__SET EXERCISE A__. Reproduce the part of the AWS Glue Workflow Analyzer package description starting at "AWS Glue Workflow Analyzer is" and ending at "Glue Workflow Analyzer](#aws-glue-workflow-analyzer)".
__SET EXERCISE B__. According to the AWS Glue Workflow Analyzer package description, which AWS services does the tool use?

__GIVEN PASSAGE__.

-=-=-=-=-

Metadata-Version: 2.1
Name: aws-glue-workflow-analyzer
Version: 1.0.0
Home-page: https://github.com/victor-mariano-leite/aws-glue-workflow-analyzer
Author: Victor Mariano Leite
Author-email: marianoleite44@gmail.com
Description-Content-Type: text/markdown
License-File: LICENSE
Requires-Dist: boto3 ==1.33.*
Requires-Dist: moto ==4.2.*
Requires-Dist: pytest ==7.4.*
Requires-Dist: rich[all] ==13.7.*
Requires-Dist: pytest-mock
Requires-Dist: pytest-cov
Requires-Dist: pyparsing

# AWS Glue Workflow Analyzer

AWS Glue Workflow Analyzer is a Python tool designed to streamline the analysis and debugging of AWS Glue workflows. By leveraging AWS services such as Glue and CloudWatch Logs, this tool provides detailed insights into workflow executions, helping you identify and troubleshoot errors efficiently.

## Table of Contents

- [AWS Glue Workflow Analyzer](#aws-glue-workflow-analyzer)

-=-=-=-=-

__SUPPLIED RECORDS__.
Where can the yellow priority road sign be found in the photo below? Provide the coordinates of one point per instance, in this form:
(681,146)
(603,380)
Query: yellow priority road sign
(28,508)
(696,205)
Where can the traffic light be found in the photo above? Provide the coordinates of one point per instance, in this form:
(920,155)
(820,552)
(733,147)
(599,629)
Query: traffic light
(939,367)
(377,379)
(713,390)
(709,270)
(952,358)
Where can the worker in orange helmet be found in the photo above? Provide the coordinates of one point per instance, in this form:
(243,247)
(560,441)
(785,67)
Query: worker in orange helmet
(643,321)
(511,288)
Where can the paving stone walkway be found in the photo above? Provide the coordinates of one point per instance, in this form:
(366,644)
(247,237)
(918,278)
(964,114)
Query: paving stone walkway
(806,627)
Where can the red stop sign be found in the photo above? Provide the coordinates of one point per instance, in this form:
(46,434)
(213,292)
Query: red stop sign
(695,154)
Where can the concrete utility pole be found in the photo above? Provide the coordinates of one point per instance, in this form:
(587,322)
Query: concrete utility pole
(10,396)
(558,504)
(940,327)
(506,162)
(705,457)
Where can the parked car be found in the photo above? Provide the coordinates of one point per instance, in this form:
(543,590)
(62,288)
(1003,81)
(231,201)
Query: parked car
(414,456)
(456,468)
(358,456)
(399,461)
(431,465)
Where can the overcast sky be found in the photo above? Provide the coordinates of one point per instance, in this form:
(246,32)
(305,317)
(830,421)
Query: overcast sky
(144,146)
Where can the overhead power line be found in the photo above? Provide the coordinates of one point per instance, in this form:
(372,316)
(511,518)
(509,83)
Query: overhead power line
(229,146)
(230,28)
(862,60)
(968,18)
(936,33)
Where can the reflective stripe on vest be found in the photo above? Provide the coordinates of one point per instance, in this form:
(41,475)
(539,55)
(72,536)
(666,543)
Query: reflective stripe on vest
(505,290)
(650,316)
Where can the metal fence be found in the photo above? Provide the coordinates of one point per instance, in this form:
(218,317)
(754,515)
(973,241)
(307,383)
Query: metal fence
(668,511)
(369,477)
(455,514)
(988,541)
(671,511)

-=-=-=-=-

__TASK OUTPUT A__.
AWS Glue Workflow Analyzer is a Python tool designed to streamline the analysis and debugging of AWS Glue workflows. By leveraging AWS services such as Glue and CloudWatch Logs, this tool provides detailed insights into workflow executions, helping you identify and troubleshoot errors efficiently.

## Table of Contents

- [AWS Glue Workflow Analyzer](#aws-glue-workflow-analyzer)

__TASK OUTPUT B__. Glue and CloudWatch Logs.